Illegittima la sospensione del lavoratore non vaccinato in assenza di verifica del possibile ricollocamento in altri ambiti lavorativi

10 Giugno 2022

Il Tribunale di Modena, con l’ordinanza dd. 1/6/2022, affrontava il caso di un’addetta alle pulizie presso l’Azienda Ospedaliera Universitaria, non vaccinata, dichiarata “idonea alla mansione con limitazione – no mansione da svolgere in strutture sanitarie, socio sanitarie e socio assistenziali pubbliche e private”.

Di conseguenza la dipendente veniva sospesa dal lavoro e dalla retribuzione ai sensi del D.L. n. 44/2021.

Il Tribunale di Modena rileva come sia da ritenersi legittima e ragionevole la scelta legislativa che impone la temporanea sospensione dal lavoro e dalla retribuzione del dipendente non vaccinato onde preservare l’incolumità degli utenti della struttura sanitaria e del personale dipendente.

Trattasi quindi di misura connotata da una evidente finalità precauzionale, in quanto diretta a prevenire la diffusione del contagio all’interno delle strutture sanitarie.

Tuttavia, il legislatore ha previsto la possibilità di reimpiegare in mansioni diverse – anche inferiori (cfr. comma 7, art. 4 D.L. 44/2021) i lavoratori per il periodo in cui la vaccinazione risulti omessa o differita.

Dunque, prima di procedere alla sospensione, il datore di lavoro deve verificare il ricollocamento del dipendente in altri ambienti lavorativi o l’affidamento di mansioni diverse da quelle assegnate al momento dell’assunzione.
┄┄┄┄┄┄┄┄┄┄┄┄┄┄┄┄┄┄┄┄
» **CONSEGNE**:
[1] In base al testo estratto, rispondi alle domande seguenti:
(a) Quale tribunale ha emesso l'ordinanza e in che data?
(b) Che mansione svolgeva la dipendente e presso quale struttura?
(c) Quale disposizione prevede il reimpiego in mansioni diverse, anche inferiori?
[2] Trascrivi fedelmente il passo del testo estratto compreso tra "Il Tribunale di Modena rileva" e "del personale dipendente.", estremi inclusi.
Il materiale riportato più avanti non è necessario per lo svolgimento.
┄┄┄┄┄┄┄┄┄┄┄┄┄┄┄┄┄┄┄┄
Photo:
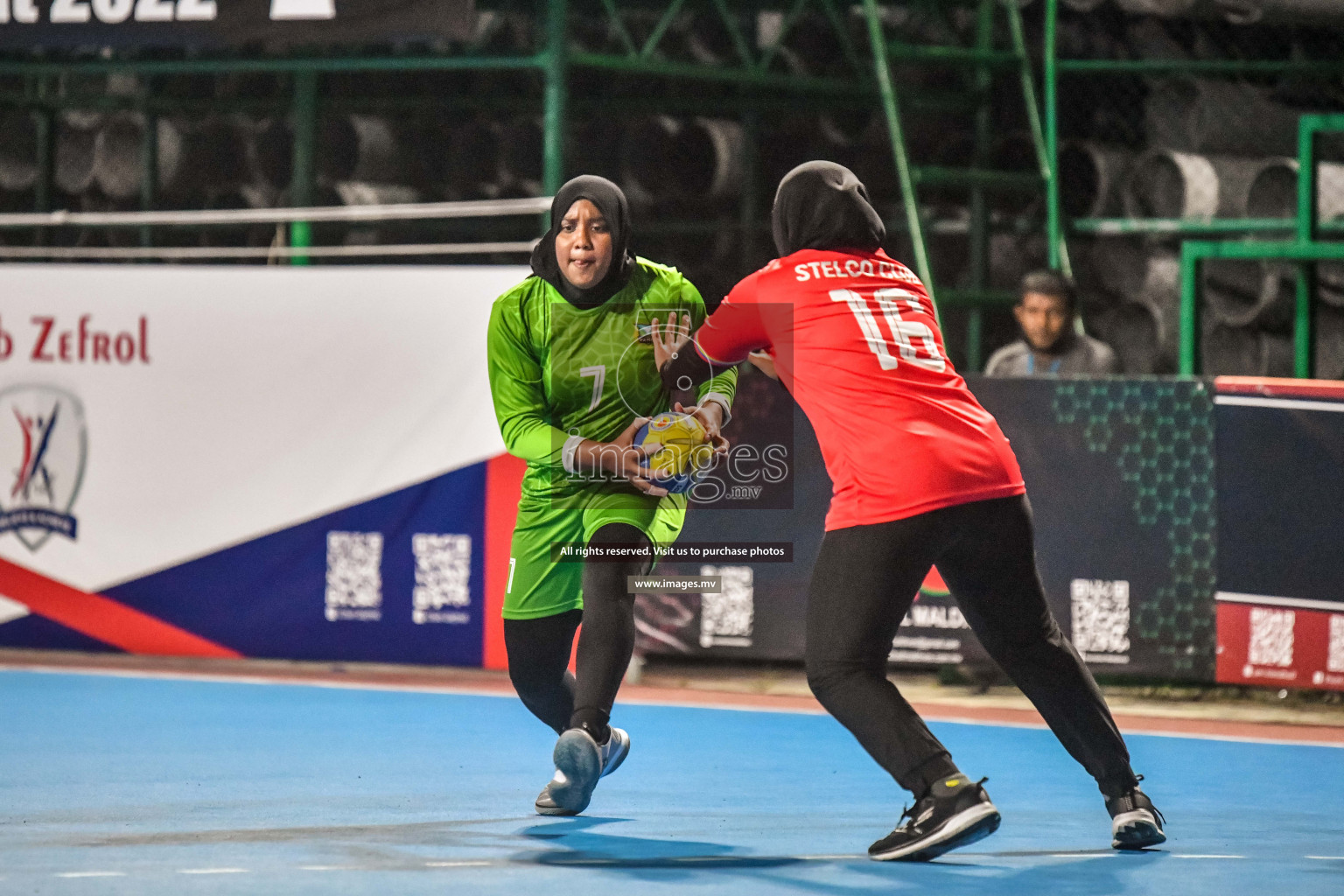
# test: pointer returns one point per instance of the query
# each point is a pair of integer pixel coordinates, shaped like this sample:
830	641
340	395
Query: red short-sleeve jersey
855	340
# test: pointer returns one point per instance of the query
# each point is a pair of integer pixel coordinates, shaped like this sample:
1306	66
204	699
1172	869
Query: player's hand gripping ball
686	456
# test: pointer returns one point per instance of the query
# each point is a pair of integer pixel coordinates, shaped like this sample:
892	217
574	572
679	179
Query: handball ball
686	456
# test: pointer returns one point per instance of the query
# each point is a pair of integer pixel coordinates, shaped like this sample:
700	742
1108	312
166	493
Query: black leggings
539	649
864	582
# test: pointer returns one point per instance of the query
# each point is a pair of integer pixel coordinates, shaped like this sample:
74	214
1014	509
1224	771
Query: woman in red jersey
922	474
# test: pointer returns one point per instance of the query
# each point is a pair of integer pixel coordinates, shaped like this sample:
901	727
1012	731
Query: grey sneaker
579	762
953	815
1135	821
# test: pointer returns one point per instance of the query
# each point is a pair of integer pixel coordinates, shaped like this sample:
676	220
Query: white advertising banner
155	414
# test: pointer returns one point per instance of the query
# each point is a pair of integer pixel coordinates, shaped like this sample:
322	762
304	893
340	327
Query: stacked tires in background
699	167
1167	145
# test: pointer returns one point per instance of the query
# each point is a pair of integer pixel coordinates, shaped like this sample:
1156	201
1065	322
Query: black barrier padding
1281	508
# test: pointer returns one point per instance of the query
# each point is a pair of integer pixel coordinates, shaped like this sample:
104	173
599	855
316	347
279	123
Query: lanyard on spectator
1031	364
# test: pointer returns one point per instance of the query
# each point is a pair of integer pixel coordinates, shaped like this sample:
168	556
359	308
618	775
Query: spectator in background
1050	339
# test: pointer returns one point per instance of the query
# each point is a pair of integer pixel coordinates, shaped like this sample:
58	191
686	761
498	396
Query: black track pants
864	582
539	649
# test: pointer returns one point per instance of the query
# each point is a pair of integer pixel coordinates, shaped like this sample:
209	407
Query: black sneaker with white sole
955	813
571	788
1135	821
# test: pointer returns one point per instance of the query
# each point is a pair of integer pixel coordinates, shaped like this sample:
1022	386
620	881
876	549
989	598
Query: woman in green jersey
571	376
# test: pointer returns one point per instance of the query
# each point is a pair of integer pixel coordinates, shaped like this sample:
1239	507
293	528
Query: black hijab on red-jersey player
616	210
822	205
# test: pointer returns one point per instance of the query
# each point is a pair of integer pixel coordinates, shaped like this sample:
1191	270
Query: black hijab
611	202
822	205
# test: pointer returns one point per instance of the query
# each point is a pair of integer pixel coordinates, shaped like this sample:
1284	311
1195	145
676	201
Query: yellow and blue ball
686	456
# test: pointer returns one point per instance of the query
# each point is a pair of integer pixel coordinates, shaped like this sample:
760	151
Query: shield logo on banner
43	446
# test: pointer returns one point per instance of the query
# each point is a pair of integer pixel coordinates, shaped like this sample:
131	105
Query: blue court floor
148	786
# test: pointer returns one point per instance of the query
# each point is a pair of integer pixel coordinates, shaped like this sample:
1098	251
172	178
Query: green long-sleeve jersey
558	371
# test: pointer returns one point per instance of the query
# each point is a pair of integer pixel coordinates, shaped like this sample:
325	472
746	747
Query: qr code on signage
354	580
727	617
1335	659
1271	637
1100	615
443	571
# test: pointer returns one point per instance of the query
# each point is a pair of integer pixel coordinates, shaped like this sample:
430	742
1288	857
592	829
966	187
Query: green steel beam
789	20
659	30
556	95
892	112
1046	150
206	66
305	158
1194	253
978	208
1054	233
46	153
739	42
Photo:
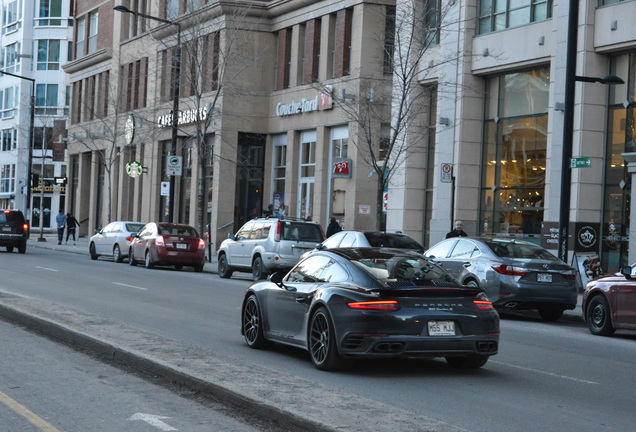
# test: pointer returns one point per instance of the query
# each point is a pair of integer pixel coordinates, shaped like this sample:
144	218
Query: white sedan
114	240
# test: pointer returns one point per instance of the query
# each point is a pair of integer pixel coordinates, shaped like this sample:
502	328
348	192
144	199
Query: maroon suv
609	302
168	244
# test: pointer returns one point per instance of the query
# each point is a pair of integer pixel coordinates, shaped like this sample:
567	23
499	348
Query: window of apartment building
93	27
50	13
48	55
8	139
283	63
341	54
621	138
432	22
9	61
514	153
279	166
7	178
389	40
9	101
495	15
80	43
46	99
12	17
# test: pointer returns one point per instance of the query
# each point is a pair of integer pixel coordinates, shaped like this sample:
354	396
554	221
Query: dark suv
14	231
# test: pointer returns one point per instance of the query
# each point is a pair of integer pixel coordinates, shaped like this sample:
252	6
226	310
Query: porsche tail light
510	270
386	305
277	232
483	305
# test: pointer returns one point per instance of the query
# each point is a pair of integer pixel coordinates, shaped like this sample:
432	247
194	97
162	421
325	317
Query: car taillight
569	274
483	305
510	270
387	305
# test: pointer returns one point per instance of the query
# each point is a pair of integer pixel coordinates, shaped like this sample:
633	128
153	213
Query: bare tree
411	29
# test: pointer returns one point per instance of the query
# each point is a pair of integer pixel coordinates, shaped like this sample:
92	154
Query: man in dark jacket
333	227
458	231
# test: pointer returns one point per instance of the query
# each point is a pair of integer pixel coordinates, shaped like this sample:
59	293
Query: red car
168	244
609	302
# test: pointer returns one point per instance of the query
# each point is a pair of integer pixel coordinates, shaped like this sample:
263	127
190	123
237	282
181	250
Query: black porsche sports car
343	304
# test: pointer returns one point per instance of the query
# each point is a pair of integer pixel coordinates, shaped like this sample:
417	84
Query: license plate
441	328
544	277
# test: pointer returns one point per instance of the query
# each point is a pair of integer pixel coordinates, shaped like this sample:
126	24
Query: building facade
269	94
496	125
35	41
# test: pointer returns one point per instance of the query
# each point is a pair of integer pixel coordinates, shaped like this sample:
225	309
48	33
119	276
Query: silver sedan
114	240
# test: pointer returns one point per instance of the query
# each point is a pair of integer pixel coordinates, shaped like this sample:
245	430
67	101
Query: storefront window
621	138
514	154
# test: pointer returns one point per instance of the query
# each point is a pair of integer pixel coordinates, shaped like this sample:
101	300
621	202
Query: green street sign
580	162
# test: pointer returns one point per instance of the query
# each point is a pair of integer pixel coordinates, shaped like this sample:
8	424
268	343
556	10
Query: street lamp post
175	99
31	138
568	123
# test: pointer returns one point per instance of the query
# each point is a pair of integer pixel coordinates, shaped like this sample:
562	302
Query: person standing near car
┄┄┄┄┄┄┄┄┄┄┄┄┄┄┄┄┄┄┄┄
» **SOLUZIONI**:
[1]
(a) Il Tribunale di Modena, con l'ordinanza del 1/6/2022.
(b) Era addetta alle pulizie presso l'Azienda Ospedaliera Universitaria.
(c) Il comma 7, art. 4 D.L. 44/2021.

[2]
Il Tribunale di Modena rileva come sia da ritenersi legittima e ragionevole la scelta legislativa che impone la temporanea sospensione dal lavoro e dalla retribuzione del dipendente non vaccinato onde preservare l’incolumità degli utenti della struttura sanitaria e del personale dipendente.